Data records

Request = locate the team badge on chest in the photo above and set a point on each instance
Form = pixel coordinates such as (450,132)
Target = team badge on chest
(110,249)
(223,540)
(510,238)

* WHAT YOU HAVE TO DO *
Reproduce the lines above verbatim, keeping every character unchanged.

* RESULT FOR THIS EXERCISE *
Request = locate the team badge on chest in the photo above and set a point on each instance
Form = pixel coordinates such as (450,132)
Target = team badge on chest
(110,249)
(223,540)
(510,238)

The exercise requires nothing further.